===== Supplied information =====

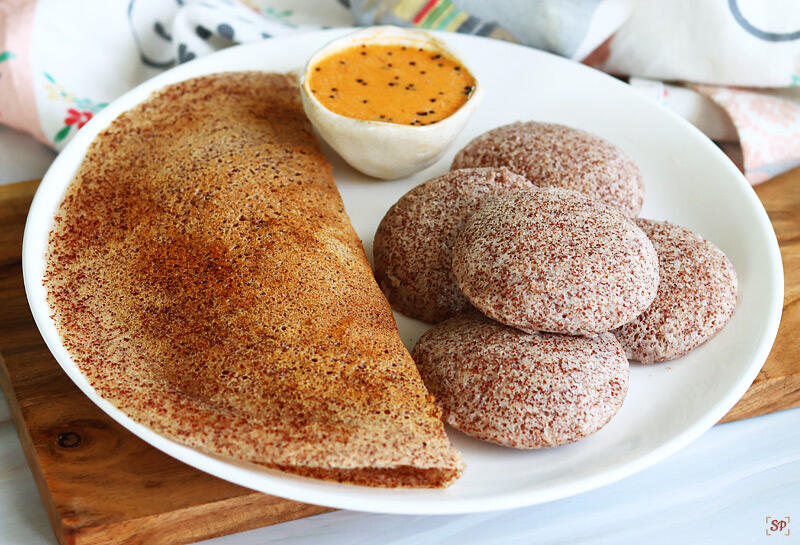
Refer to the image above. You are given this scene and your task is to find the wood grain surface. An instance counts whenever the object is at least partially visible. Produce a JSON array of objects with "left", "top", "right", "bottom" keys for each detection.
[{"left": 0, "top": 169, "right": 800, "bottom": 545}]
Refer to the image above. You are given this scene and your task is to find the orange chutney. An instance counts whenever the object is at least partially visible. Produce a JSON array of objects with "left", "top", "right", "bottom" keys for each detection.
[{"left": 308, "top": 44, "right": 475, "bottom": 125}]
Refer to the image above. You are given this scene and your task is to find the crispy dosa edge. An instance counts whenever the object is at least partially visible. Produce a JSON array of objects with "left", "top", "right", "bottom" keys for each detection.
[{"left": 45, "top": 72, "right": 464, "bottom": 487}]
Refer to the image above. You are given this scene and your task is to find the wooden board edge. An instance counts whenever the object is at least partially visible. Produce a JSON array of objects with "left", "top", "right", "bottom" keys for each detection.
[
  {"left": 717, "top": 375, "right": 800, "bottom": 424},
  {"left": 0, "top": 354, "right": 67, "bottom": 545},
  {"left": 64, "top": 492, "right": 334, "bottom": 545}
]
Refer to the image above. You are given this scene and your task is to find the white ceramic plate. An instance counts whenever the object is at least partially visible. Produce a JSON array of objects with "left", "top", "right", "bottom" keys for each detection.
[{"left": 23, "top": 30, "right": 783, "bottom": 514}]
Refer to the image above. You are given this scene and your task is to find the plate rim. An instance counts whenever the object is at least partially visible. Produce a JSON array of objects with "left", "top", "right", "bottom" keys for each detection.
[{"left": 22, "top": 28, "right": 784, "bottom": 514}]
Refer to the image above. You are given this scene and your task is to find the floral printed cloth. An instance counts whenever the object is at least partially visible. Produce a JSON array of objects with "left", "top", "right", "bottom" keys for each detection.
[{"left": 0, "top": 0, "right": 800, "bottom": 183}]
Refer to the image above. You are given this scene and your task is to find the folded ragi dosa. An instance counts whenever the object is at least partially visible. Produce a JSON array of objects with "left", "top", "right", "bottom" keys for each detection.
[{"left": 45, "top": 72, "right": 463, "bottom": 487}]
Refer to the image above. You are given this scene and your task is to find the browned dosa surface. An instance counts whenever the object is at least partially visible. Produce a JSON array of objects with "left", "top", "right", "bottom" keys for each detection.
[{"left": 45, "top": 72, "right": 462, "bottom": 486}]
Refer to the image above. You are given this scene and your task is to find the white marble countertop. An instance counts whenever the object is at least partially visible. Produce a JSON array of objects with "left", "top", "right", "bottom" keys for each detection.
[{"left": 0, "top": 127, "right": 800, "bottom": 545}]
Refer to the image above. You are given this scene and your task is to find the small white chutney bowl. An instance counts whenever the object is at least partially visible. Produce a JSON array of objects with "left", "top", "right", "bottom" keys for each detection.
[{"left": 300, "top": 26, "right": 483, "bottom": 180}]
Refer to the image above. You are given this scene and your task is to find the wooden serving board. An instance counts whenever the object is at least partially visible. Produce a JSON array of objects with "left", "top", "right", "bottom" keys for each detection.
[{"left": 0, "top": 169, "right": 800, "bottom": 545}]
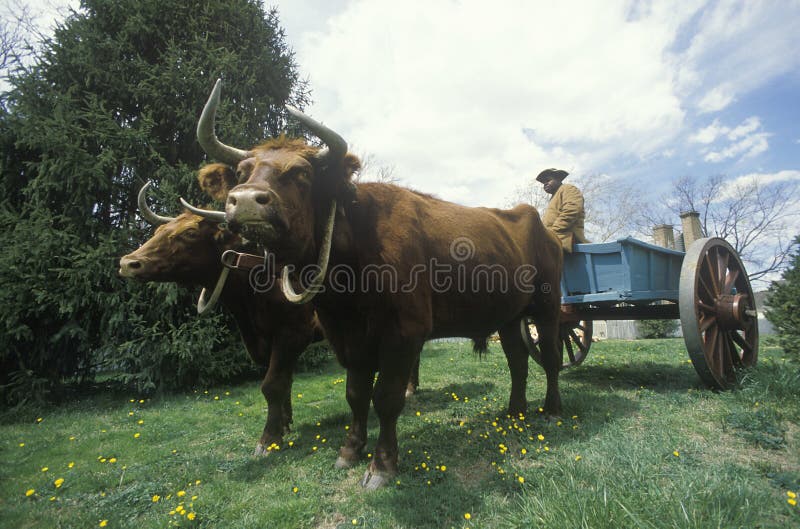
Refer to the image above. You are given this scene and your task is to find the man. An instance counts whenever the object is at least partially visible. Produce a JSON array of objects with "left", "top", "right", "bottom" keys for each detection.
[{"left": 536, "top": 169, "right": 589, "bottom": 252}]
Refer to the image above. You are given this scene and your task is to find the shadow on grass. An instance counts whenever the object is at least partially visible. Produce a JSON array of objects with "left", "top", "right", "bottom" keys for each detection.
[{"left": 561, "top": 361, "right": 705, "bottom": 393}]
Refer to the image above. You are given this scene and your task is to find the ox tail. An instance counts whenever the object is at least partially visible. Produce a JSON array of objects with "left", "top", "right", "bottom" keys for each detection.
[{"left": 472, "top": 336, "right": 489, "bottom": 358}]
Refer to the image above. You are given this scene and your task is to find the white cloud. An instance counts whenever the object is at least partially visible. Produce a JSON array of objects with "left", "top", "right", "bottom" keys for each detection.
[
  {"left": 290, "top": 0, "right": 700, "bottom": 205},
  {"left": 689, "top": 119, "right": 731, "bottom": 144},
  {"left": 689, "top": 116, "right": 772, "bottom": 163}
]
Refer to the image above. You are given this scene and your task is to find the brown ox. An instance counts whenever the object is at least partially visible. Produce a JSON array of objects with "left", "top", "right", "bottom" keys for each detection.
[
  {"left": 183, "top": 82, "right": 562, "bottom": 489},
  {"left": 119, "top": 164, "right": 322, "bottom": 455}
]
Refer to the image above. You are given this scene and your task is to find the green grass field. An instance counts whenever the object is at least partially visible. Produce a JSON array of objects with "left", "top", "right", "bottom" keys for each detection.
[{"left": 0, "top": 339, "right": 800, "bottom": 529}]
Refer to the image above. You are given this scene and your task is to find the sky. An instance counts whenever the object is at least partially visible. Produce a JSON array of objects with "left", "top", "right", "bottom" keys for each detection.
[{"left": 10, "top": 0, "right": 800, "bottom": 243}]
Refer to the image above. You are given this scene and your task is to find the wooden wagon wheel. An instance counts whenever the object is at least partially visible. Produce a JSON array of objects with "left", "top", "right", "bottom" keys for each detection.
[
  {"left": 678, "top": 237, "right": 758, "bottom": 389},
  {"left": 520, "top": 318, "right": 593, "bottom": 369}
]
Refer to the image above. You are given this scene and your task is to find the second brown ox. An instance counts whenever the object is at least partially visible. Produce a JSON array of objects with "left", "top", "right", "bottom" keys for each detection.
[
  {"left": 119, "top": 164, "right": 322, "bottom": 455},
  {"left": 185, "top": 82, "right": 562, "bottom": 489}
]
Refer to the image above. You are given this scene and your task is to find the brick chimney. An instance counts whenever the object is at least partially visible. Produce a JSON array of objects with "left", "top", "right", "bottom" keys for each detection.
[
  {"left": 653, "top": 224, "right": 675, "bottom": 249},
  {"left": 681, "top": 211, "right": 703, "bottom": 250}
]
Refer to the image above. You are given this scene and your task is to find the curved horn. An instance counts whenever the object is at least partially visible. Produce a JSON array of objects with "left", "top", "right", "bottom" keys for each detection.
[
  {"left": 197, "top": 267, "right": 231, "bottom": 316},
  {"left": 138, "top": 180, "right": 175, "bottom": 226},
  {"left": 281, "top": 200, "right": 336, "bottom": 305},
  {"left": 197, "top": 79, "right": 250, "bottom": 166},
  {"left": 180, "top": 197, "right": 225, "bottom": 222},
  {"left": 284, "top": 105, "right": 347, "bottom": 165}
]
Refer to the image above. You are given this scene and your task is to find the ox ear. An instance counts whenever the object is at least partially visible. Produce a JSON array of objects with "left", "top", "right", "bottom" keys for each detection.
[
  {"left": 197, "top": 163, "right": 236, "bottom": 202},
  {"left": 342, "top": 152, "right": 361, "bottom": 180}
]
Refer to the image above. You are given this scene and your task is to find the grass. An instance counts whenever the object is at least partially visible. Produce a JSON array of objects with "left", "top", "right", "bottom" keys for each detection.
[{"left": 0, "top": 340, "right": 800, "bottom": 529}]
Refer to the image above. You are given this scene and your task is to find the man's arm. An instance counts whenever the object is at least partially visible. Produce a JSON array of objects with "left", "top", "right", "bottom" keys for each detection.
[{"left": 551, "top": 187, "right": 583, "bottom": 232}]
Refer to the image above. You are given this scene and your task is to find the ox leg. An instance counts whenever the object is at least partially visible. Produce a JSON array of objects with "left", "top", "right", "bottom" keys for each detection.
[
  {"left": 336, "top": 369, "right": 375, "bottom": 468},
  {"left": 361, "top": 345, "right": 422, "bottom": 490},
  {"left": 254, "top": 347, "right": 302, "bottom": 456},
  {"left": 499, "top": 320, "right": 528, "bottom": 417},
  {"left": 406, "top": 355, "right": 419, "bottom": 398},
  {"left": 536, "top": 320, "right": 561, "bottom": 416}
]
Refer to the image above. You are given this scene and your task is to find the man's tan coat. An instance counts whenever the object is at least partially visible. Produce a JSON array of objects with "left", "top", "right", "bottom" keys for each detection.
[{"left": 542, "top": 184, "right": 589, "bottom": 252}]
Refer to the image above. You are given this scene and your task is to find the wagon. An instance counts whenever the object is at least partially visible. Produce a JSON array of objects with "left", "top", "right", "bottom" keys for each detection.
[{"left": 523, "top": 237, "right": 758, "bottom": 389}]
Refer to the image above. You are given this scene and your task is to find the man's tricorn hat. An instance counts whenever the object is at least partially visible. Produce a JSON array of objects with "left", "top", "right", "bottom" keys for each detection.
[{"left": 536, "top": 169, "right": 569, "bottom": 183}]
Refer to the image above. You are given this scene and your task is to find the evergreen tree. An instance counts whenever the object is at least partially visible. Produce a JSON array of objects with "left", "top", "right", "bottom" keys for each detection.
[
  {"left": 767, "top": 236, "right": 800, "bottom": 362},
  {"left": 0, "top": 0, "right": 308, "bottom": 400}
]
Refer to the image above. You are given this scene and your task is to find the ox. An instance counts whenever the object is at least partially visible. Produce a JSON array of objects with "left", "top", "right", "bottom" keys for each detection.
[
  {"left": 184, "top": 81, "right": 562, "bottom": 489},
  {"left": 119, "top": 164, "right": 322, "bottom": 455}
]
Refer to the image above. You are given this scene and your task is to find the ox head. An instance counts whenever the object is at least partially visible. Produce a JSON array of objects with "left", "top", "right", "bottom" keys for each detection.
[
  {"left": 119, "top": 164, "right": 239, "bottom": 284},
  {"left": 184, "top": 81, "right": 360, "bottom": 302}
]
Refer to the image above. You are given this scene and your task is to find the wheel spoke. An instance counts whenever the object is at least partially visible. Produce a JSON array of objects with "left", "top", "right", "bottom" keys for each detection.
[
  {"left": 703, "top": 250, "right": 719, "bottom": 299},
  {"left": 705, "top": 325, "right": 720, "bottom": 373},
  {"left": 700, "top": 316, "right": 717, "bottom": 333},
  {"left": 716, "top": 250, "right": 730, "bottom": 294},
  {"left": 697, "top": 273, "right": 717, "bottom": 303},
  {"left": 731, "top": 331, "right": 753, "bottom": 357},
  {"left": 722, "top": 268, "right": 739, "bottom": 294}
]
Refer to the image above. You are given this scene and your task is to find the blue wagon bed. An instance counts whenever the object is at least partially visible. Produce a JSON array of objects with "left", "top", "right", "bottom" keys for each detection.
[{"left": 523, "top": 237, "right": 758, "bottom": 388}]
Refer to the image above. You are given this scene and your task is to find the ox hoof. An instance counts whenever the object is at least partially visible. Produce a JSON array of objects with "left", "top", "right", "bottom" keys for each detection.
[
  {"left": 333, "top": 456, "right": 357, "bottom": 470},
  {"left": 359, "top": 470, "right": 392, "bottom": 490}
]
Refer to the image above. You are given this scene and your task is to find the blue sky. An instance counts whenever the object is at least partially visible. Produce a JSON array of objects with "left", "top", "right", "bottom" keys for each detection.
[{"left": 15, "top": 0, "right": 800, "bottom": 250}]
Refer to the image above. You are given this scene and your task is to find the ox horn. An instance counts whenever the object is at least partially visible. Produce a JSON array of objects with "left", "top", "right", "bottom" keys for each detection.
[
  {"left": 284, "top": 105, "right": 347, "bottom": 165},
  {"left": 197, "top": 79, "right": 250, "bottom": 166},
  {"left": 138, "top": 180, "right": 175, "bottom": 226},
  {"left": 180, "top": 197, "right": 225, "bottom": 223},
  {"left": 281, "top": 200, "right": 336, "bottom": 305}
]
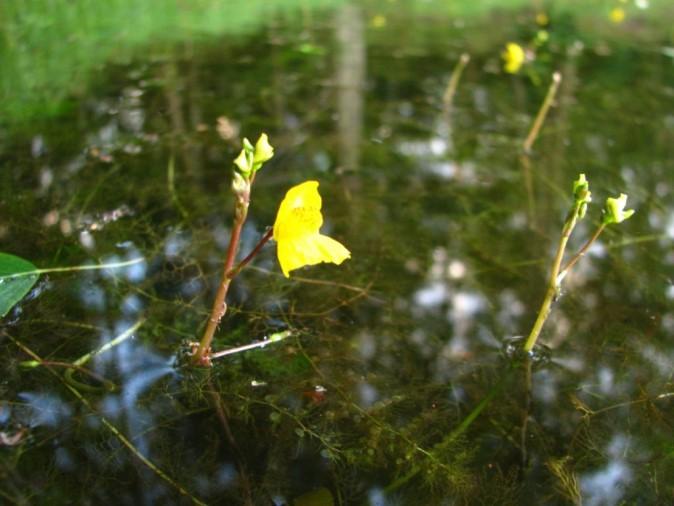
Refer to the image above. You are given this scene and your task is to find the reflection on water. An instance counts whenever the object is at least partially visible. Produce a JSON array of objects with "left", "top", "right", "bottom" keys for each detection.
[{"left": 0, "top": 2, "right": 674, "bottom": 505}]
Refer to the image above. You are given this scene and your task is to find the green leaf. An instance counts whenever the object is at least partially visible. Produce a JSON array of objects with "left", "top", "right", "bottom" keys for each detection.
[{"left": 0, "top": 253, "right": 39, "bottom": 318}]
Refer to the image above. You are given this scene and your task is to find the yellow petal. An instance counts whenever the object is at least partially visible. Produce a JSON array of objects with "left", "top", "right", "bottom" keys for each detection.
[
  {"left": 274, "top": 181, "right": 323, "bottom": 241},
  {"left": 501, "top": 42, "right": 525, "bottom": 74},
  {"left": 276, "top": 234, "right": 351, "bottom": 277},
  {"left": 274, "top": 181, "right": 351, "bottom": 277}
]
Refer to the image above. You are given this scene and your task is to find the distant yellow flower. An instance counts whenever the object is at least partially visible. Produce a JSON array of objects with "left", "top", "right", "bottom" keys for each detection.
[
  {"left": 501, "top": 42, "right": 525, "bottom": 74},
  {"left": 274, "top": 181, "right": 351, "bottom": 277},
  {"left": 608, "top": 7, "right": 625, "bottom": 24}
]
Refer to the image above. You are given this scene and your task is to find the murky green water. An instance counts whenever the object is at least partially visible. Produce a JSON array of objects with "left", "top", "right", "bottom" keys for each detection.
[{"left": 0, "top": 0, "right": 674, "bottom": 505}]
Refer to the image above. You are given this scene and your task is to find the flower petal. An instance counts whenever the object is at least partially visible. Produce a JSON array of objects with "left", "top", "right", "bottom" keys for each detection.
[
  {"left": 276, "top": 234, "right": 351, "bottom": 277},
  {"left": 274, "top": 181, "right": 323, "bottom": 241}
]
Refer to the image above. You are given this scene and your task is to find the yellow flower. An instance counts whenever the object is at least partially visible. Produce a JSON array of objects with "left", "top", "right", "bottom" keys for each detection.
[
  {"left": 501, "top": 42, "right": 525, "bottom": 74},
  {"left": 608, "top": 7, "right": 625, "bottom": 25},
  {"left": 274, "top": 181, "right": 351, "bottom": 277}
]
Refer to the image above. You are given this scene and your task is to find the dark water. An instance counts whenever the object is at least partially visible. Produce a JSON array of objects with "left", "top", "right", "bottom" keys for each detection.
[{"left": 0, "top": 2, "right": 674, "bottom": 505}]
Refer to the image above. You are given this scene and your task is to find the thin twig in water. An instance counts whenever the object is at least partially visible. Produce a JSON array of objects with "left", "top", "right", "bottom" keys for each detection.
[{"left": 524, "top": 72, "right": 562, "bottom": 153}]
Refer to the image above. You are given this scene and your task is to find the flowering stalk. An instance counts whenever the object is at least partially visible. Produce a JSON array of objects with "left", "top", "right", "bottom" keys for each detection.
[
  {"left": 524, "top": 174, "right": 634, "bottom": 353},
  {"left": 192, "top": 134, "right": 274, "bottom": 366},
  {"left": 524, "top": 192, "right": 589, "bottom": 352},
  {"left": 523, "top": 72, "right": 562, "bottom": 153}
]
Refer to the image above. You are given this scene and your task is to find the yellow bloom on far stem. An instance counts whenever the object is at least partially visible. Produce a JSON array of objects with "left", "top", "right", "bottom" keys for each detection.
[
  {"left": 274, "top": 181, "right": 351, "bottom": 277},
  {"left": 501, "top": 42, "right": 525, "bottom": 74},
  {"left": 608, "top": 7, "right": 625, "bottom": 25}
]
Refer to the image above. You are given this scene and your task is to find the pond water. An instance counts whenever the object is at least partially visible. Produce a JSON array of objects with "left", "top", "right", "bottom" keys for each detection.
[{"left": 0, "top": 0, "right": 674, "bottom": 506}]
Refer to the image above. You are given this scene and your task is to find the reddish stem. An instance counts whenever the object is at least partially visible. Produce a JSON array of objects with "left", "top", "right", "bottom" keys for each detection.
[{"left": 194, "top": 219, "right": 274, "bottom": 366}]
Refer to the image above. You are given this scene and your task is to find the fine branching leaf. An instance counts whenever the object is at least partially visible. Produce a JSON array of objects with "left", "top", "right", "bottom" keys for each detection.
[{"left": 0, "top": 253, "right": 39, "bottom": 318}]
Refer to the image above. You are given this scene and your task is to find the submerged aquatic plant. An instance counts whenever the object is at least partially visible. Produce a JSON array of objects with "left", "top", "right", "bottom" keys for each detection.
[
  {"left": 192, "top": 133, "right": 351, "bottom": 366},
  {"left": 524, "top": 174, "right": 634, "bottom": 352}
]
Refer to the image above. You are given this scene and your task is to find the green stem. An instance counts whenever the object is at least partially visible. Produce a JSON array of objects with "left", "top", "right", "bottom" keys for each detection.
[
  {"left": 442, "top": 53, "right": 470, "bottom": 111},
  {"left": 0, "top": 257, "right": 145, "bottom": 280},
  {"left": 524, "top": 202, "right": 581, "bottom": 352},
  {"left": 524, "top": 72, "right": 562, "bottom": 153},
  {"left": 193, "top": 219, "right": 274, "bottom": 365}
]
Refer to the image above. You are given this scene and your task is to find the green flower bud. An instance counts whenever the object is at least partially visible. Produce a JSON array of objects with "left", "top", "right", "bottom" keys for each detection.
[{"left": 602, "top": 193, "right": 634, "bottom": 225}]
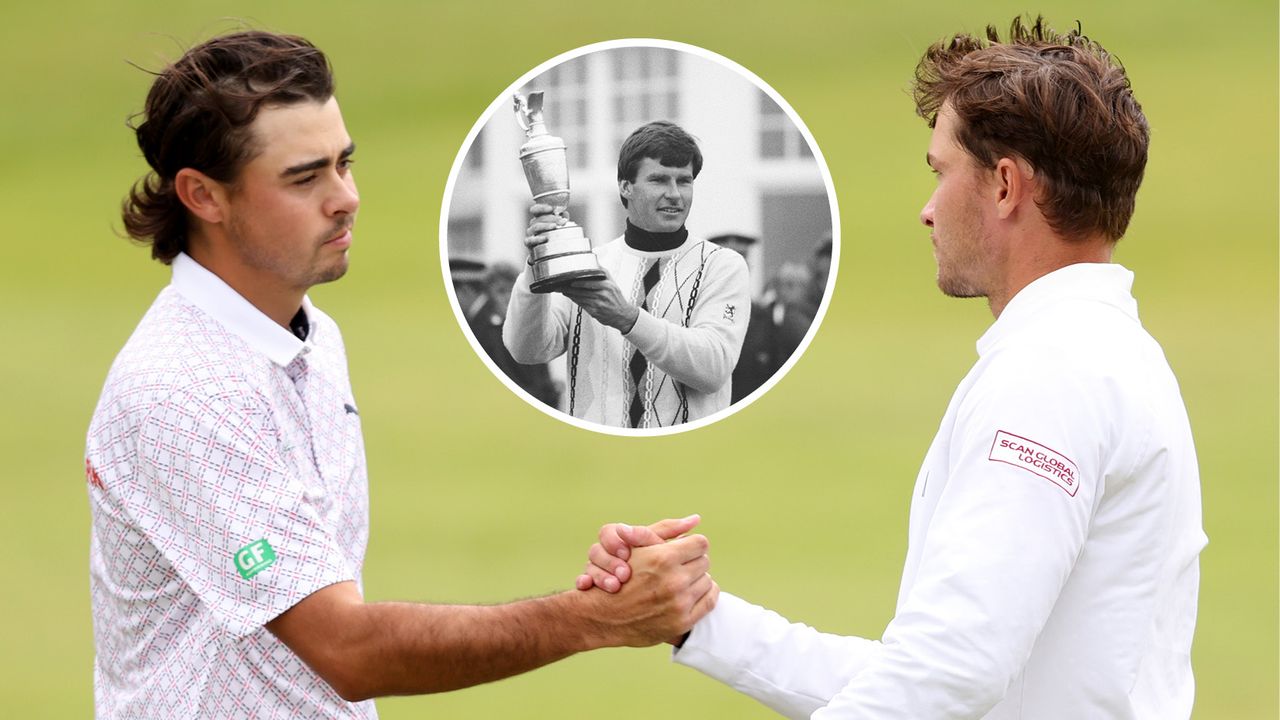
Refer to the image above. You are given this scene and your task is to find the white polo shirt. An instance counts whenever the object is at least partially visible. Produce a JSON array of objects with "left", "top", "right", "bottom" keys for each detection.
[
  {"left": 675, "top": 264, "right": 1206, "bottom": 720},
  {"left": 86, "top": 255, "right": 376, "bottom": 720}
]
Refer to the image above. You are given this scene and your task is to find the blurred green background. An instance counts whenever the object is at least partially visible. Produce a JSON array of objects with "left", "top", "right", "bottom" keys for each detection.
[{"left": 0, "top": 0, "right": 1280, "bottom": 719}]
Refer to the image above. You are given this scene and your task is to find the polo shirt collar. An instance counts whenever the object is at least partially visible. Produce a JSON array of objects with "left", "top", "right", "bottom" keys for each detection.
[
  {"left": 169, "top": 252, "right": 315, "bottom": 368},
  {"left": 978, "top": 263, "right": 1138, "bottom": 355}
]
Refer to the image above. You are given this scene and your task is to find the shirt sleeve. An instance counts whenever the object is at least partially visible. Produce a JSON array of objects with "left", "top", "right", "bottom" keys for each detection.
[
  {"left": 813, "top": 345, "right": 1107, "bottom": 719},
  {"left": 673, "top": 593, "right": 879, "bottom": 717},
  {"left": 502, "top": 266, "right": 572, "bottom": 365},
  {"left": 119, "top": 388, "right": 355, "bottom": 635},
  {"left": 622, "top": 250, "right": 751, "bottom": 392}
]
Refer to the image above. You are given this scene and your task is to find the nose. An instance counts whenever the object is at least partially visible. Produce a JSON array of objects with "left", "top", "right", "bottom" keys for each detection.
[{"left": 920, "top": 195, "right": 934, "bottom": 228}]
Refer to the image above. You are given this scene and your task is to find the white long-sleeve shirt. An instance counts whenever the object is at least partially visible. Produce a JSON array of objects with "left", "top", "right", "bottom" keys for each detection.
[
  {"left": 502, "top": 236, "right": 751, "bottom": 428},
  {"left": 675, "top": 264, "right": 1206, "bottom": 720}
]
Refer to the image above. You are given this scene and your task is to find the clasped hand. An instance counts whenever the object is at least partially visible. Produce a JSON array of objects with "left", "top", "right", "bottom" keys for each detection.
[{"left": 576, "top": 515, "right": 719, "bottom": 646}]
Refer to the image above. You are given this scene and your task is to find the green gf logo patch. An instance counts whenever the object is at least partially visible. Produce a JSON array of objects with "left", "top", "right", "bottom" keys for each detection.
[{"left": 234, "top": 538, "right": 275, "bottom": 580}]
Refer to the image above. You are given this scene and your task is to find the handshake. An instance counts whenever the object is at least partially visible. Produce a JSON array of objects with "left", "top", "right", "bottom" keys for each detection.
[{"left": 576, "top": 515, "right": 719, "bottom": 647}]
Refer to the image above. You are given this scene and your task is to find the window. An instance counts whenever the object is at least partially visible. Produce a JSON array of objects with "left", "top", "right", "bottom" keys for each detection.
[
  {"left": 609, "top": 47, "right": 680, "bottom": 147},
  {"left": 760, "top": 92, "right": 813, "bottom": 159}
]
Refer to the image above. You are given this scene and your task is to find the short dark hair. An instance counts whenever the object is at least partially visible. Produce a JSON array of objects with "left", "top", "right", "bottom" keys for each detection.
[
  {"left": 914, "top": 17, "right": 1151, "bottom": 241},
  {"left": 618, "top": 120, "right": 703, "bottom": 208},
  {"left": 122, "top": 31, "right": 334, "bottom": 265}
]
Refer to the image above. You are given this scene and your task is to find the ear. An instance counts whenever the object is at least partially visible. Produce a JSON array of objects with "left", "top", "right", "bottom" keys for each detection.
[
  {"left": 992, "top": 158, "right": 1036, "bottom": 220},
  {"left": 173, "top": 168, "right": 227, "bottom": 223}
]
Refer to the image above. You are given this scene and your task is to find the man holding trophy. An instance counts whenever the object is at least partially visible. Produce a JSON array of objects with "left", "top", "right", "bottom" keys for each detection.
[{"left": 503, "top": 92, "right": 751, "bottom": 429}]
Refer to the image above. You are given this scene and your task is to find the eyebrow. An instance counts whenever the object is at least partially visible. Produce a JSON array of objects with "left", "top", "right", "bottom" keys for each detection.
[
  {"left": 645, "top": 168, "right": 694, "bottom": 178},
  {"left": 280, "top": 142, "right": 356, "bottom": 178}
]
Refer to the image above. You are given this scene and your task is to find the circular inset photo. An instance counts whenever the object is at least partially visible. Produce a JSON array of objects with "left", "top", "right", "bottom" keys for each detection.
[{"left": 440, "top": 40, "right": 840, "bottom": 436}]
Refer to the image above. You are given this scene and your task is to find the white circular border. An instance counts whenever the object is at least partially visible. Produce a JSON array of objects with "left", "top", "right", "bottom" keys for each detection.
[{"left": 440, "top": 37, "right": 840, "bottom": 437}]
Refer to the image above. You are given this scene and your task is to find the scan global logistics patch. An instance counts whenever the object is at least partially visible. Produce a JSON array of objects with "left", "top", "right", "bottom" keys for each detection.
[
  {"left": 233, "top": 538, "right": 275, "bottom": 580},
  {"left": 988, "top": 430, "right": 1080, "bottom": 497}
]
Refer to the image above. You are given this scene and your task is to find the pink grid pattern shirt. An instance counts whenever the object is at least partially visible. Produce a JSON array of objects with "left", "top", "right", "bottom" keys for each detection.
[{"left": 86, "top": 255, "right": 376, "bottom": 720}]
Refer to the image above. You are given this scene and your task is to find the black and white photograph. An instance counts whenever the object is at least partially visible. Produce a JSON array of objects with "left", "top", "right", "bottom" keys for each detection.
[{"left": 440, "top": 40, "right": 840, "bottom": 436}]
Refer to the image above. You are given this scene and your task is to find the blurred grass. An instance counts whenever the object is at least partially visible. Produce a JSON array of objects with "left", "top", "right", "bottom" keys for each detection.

=====

[Aim] Count the lines of the material above that contain the string "patch", treating uppercase and lowercase as different. Reply with the number alone.

[Full solution] 2